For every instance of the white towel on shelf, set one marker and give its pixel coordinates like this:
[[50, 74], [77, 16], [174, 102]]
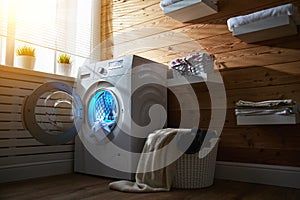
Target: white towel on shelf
[[165, 3], [287, 9]]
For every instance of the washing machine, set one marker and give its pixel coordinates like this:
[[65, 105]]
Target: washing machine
[[109, 111], [123, 101]]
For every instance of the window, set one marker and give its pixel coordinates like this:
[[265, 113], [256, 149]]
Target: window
[[52, 27]]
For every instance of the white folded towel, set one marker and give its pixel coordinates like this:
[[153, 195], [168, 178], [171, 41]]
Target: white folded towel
[[165, 3], [287, 9]]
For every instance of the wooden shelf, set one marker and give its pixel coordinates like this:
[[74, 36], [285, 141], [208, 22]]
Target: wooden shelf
[[272, 119], [184, 11], [266, 29]]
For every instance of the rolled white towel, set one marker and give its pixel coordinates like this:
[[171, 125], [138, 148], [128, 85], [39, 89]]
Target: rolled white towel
[[287, 9], [165, 3]]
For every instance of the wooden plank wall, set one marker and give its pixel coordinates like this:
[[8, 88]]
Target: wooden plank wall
[[21, 155], [260, 71]]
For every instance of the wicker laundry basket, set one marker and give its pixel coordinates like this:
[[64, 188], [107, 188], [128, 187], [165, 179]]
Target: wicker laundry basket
[[193, 172]]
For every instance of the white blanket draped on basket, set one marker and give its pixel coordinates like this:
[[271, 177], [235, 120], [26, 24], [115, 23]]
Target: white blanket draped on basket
[[151, 177], [287, 9]]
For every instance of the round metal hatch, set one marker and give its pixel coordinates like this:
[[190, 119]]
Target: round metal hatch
[[52, 113]]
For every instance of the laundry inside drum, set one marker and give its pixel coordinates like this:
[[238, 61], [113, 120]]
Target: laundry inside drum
[[103, 111], [54, 112]]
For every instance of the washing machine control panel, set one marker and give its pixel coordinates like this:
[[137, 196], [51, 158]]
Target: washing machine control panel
[[115, 64]]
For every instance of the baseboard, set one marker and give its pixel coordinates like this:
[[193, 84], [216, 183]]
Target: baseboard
[[11, 173], [283, 176]]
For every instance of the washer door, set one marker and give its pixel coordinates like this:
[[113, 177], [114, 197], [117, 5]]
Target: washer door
[[52, 113], [103, 111]]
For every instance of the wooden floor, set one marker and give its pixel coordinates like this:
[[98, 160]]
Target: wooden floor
[[78, 186]]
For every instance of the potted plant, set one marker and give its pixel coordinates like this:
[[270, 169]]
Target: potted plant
[[64, 65], [25, 57]]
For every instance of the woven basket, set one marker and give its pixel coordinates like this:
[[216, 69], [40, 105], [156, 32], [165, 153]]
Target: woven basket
[[193, 172]]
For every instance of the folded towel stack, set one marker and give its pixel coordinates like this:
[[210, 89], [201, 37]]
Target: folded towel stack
[[287, 9], [194, 64], [271, 107]]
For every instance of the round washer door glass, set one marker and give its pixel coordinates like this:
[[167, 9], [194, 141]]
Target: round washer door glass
[[103, 111]]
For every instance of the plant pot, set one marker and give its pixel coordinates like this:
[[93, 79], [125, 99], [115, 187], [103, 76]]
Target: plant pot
[[26, 62], [64, 69]]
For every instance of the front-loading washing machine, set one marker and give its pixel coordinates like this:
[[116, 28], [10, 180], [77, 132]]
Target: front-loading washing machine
[[114, 106], [123, 100]]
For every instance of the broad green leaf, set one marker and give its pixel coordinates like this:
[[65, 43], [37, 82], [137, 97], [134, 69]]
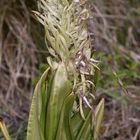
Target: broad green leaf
....
Arrange the lines above as a JSON list of strings, one string per line with blank lines left out, from the line containing "For every instance of the white folded" through the line containing "[[272, 119], [184, 11], [266, 29]]".

[
  "For every instance of the white folded towel, set one marker and give its pixel coordinates like this:",
  "[[153, 195], [168, 178], [171, 41]]",
  "Target: white folded towel",
  "[[165, 3], [287, 9]]",
  "For every instance of the wooden shelf, set one marker and give its pixel coordinates like this:",
  "[[74, 36], [285, 141], [208, 22]]",
  "Target: wooden shelf",
  "[[272, 119], [184, 11], [266, 29]]"
]